Print the lines of the material below word for word, starting at the line that contains "Task: put a point on every instance of the bird in" and ending at the final line of the material.

* * *

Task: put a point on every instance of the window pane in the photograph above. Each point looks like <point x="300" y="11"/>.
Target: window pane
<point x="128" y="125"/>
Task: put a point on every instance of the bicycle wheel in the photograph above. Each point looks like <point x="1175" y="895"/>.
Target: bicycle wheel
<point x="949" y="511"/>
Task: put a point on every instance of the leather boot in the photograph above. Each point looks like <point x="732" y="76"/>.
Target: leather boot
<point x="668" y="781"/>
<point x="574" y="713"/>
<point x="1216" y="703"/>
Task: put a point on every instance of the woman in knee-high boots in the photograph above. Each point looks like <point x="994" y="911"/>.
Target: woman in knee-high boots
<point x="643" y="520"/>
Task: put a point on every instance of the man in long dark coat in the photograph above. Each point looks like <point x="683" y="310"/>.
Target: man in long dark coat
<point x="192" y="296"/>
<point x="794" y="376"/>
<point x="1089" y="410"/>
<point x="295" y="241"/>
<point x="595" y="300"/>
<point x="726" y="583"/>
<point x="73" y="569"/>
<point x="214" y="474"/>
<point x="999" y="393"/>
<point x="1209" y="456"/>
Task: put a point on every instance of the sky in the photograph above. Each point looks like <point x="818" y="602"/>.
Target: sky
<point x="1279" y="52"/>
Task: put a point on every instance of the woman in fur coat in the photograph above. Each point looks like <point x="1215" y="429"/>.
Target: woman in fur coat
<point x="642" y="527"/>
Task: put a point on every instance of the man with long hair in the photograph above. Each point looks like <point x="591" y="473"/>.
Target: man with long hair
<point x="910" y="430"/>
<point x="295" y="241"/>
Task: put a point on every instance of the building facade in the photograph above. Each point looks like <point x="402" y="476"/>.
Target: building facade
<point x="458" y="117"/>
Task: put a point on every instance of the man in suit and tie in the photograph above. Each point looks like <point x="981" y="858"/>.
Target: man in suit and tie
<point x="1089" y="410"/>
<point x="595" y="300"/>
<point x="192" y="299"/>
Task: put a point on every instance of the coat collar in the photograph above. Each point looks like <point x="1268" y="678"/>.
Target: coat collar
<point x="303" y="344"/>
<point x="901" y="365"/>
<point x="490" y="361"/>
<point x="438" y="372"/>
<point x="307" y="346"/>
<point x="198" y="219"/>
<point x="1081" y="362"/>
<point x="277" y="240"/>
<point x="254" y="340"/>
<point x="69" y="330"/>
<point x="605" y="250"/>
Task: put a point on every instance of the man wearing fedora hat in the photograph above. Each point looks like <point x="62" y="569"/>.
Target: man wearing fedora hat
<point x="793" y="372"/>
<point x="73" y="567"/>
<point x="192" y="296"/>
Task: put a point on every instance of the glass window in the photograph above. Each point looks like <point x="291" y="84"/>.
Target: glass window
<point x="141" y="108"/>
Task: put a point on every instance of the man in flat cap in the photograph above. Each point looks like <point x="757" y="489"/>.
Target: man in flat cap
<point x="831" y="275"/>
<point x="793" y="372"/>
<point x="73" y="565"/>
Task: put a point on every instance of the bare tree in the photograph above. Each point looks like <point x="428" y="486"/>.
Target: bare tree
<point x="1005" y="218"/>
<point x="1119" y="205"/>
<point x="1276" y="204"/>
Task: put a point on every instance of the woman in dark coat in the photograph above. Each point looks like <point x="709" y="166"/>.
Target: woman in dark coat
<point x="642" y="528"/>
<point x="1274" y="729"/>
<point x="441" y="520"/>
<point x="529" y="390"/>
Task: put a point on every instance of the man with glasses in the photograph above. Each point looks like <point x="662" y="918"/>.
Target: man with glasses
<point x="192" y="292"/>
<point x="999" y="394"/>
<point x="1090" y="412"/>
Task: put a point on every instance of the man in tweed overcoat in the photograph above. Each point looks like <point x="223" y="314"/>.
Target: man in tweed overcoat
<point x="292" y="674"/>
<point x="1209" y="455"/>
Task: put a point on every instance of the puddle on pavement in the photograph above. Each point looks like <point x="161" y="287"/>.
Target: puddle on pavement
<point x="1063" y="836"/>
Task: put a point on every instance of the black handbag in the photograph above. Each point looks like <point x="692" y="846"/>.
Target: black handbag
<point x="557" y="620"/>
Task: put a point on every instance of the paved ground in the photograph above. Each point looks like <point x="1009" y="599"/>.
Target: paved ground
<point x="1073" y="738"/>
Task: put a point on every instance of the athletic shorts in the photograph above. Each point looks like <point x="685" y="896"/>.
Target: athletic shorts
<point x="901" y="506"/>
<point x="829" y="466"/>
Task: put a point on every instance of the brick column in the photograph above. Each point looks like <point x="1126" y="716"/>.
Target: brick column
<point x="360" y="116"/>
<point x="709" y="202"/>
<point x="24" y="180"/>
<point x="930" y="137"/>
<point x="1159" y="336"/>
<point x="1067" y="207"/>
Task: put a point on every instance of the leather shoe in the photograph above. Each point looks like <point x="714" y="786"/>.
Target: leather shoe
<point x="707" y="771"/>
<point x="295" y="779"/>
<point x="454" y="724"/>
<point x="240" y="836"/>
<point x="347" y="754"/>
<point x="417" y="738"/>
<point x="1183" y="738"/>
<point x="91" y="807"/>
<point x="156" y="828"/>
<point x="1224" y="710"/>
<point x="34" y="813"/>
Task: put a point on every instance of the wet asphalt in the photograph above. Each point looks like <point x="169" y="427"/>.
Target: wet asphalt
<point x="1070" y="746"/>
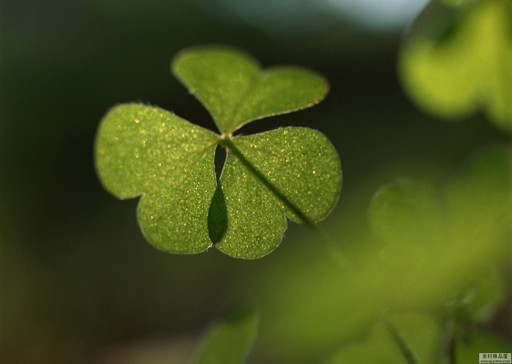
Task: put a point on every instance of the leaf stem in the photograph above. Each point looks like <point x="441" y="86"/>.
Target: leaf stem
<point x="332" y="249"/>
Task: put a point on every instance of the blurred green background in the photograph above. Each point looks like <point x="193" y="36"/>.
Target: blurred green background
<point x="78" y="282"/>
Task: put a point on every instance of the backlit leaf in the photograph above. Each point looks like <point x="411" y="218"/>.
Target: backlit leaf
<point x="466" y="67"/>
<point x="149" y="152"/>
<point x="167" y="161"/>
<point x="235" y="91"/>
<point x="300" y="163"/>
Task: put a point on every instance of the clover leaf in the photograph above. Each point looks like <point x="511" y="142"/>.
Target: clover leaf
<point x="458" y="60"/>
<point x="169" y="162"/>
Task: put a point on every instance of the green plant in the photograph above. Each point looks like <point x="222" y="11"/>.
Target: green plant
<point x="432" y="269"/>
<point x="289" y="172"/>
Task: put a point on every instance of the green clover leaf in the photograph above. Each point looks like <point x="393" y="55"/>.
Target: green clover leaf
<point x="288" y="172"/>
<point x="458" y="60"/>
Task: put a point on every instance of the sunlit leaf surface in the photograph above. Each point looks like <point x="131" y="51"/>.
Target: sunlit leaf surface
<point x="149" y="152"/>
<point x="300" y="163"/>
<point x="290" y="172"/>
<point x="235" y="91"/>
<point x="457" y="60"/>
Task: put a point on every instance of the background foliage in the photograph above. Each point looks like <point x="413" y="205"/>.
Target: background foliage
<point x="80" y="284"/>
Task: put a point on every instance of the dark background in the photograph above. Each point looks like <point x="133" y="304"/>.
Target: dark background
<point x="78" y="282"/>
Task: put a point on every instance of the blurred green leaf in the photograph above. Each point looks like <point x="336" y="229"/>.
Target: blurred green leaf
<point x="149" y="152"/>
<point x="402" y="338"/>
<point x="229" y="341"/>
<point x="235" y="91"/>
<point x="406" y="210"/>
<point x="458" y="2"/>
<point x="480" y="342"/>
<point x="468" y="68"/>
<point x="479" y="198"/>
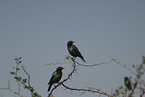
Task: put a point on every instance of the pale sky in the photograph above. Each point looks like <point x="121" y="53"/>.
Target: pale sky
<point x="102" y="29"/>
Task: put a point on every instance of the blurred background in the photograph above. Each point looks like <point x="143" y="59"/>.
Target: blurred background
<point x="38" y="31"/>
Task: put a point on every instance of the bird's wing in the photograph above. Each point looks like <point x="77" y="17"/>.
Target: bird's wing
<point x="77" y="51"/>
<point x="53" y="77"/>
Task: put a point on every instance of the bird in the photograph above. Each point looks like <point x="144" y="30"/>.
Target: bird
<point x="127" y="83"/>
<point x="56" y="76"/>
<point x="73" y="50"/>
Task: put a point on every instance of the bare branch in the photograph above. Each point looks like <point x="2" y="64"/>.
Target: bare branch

* * *

Exercise result —
Task: put a point on every instance of the bird in the photograph above. Each point looks like <point x="144" y="30"/>.
Target: bird
<point x="127" y="83"/>
<point x="56" y="76"/>
<point x="73" y="50"/>
Task: put a point on every instance of the bare branch in the photograph above. Each point looks like <point x="2" y="64"/>.
Target: bare branch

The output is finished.